"Poetry in Motion" is a UK No. 1 hit single in 1961, recorded amongst others by Johnny Tillotson. Tillotson's version was the most successful.

Background
The song was written by Paul Kaufman (1930–1999) and Mike Anthony (born 1930), who said that the inspiration for it came from looking up from their work and seeing a procession of young ladies from a nearby school pass by on the sidewalk outside each afternoon. Bill Porter supervised the recording session in Nashville, Tennessee, which featured saxophonist Boots Randolph, pianist Floyd Cramer and bassist Floyd "Lightning" Chance. An alternative version, with King Curtis on saxophone, was recorded some weeks earlier and published by Bear Family Records in 2011.

In the US Billboard Hot 100, "Poetry in Motion" peaked at No. 2 in November 1960, kept out of the No. 1 spot by "Georgia on My Mind" by Ray Charles.  In the UK Singles Chart it hit No. 1 in January 1961, and also made the charts on reissue in 1979.

Chart positions

Cover versions
"Poetry in Motion" was also recorded by Bobby Vee on his 1961 album Bobby Vee 
Another version was recorded by Chilean singer Pat Henry.  
There was another cover version made titled "Pejskové se koušou" ("Dogs Bite Each Other") by the Czech singer Marie Pojkarová.

Instruction — Extend the article on the song "Poetry in Motion" by writing what comes after its final sentence. The entries that come next were gathered from a separate source.

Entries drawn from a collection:
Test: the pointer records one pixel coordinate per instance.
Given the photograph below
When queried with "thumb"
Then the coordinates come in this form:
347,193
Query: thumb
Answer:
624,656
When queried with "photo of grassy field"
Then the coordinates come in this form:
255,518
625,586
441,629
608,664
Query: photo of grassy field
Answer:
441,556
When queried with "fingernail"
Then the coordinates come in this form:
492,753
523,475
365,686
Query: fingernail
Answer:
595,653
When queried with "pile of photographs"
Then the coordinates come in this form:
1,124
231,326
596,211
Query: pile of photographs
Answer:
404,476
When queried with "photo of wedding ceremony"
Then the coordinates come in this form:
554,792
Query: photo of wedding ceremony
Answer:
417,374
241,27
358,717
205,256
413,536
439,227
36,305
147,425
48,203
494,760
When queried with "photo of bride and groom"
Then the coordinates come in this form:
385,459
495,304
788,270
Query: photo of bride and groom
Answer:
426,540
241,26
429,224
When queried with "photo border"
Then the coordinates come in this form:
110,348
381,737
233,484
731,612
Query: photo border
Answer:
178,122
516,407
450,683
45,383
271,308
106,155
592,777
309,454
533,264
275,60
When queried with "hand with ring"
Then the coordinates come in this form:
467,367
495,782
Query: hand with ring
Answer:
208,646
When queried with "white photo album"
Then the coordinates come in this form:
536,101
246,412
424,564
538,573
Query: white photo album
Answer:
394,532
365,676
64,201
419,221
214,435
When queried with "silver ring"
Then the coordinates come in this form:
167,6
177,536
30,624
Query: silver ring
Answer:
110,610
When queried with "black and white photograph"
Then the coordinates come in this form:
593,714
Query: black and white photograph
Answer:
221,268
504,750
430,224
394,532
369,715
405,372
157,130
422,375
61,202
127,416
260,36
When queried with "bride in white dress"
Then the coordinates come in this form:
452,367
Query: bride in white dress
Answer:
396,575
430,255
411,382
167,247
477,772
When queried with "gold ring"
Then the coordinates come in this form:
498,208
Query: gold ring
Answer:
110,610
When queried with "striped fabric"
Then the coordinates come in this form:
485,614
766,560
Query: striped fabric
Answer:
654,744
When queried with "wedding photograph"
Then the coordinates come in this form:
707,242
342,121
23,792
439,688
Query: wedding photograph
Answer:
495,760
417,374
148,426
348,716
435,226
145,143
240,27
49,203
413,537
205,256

Task result —
The song was covered by Swedish pop group Ola & the Janglers in 1966 and went to No. 1 in the Swedish voted chart "Tio i Topp" but only reached No. 7 in the sales chart "Kvällstoppen".
The song was covered by Mud in 1982.
Ralf Arnie wrote German lyrics. Entitled "Deine roten Lippen" it was recorded by Gerd Böttcher and released on single in 1960.
The song was covered by honeyhoney in season 1, episode 5 of the anthology comedy series The Guest Book
In 1977, a Finnish band called Kontra covered the song in Finnish titled as "Mainoksennus" in their debut album "Ei kontrollia" (Love Records LRLP 258).

See also
List of number-one singles from the 1960s (UK)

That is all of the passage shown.